* _The request_: Rewrite the item lines below as a numbered list with blank lines left out. Begin at the line that contains "Q: Pick out each instance of the dry twig", stop after the line that contains "x=1066, y=458", and include no other lines.

** start Records to use **

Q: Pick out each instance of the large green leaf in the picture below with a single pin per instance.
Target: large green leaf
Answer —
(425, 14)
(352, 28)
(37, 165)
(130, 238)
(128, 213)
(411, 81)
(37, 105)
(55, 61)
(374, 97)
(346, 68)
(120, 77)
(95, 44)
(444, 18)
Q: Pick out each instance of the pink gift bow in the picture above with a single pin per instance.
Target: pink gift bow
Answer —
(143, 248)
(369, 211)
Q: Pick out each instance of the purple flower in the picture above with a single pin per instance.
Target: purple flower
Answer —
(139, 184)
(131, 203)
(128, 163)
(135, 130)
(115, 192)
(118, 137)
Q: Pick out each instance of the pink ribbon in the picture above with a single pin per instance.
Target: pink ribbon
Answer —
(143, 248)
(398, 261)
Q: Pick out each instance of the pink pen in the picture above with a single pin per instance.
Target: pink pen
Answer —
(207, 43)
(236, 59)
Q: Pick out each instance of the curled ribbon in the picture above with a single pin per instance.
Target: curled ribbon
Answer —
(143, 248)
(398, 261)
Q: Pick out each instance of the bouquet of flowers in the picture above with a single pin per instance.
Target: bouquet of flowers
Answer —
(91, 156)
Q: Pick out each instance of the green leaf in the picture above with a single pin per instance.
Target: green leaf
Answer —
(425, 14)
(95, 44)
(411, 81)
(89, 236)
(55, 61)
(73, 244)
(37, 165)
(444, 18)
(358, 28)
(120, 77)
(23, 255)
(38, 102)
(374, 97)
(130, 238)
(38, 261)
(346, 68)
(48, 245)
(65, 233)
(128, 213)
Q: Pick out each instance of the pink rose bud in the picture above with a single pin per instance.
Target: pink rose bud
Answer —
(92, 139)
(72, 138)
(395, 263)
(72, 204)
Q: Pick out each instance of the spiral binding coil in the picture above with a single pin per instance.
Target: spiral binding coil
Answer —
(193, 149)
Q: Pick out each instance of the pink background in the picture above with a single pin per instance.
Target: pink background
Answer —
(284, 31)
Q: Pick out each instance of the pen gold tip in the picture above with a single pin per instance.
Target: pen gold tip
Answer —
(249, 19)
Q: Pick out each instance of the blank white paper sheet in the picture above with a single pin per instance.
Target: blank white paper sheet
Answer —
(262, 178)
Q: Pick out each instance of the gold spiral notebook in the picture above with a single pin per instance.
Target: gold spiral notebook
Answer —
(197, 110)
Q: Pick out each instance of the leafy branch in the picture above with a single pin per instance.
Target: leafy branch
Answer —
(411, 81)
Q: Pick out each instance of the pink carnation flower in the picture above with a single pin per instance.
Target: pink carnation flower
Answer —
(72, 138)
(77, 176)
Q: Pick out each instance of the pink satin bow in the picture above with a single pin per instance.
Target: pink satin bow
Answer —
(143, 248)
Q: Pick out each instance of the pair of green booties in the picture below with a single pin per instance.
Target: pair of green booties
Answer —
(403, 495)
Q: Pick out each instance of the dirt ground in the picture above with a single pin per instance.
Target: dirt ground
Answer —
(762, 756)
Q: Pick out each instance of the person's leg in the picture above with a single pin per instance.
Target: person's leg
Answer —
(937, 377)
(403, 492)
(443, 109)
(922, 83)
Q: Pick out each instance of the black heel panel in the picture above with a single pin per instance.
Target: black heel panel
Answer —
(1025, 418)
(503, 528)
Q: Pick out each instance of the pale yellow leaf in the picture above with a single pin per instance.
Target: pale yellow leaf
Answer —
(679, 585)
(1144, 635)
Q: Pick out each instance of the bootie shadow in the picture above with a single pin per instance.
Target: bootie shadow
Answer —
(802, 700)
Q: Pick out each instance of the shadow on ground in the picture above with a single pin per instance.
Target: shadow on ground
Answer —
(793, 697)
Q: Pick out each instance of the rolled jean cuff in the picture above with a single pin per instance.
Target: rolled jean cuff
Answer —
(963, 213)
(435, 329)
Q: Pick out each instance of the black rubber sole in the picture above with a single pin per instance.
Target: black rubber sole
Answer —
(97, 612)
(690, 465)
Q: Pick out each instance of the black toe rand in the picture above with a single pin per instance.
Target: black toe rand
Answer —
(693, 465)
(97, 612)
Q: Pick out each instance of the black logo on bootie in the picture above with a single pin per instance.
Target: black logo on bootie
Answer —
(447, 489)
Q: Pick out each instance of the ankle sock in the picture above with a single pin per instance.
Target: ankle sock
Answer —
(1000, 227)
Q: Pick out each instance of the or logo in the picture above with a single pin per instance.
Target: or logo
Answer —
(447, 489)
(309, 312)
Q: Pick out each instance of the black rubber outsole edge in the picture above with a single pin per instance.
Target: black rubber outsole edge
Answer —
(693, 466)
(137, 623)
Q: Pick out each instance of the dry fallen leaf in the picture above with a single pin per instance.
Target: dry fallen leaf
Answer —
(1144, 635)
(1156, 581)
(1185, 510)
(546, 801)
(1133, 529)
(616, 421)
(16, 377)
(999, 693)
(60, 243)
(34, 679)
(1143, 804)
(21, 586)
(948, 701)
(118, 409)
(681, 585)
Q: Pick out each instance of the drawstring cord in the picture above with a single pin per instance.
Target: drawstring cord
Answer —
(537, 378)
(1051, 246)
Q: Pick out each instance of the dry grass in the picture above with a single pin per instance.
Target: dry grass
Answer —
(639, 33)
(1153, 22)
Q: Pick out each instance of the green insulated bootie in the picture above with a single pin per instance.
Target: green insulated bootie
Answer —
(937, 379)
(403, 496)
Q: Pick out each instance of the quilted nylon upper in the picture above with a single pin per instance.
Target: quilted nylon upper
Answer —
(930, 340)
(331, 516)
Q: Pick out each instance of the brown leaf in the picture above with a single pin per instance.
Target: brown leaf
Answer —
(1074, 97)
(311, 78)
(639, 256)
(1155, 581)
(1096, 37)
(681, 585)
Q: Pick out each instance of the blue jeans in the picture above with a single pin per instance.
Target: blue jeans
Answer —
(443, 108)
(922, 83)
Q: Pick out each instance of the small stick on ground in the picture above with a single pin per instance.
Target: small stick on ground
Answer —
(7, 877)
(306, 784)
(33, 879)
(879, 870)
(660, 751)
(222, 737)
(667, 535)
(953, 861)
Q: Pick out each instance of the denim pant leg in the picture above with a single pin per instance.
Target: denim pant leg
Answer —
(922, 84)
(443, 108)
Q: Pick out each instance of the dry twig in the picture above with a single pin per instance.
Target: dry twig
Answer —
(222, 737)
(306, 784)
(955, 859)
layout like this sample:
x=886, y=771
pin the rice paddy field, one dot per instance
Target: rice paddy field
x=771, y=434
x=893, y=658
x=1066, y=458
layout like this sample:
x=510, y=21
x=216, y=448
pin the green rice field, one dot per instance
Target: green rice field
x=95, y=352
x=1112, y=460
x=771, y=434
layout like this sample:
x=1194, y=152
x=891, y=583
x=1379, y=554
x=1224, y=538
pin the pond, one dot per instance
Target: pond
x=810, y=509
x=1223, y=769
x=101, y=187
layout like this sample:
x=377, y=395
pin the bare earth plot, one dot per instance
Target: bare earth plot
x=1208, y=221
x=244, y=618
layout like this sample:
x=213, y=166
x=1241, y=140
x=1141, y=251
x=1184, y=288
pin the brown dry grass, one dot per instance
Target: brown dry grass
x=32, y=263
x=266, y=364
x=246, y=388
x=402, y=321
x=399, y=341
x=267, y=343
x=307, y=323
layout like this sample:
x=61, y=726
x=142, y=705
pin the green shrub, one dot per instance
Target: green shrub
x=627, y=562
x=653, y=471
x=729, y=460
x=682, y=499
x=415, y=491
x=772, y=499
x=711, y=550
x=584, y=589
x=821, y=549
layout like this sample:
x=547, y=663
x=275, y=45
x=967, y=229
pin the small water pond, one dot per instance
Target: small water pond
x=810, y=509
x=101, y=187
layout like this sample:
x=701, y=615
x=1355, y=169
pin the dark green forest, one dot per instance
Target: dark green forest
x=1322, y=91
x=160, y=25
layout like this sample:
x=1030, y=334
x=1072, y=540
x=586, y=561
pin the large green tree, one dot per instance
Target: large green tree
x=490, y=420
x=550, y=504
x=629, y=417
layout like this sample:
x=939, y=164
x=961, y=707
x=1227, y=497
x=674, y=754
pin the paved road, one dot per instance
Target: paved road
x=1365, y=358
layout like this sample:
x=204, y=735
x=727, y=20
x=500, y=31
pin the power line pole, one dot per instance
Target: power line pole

** end Records to use **

* _Solved problem_:
1. Q: Pick out each instance of the dry twig in the picture above with a single pin per instance.
2. Target: dry twig
3. Answer —
4. (222, 737)
5. (306, 784)
6. (955, 859)
7. layout like this sample:
8. x=886, y=771
9. pin the rice paddy field, one dot per instance
10. Target: rice paddy field
11. x=771, y=434
12. x=893, y=658
13. x=1066, y=458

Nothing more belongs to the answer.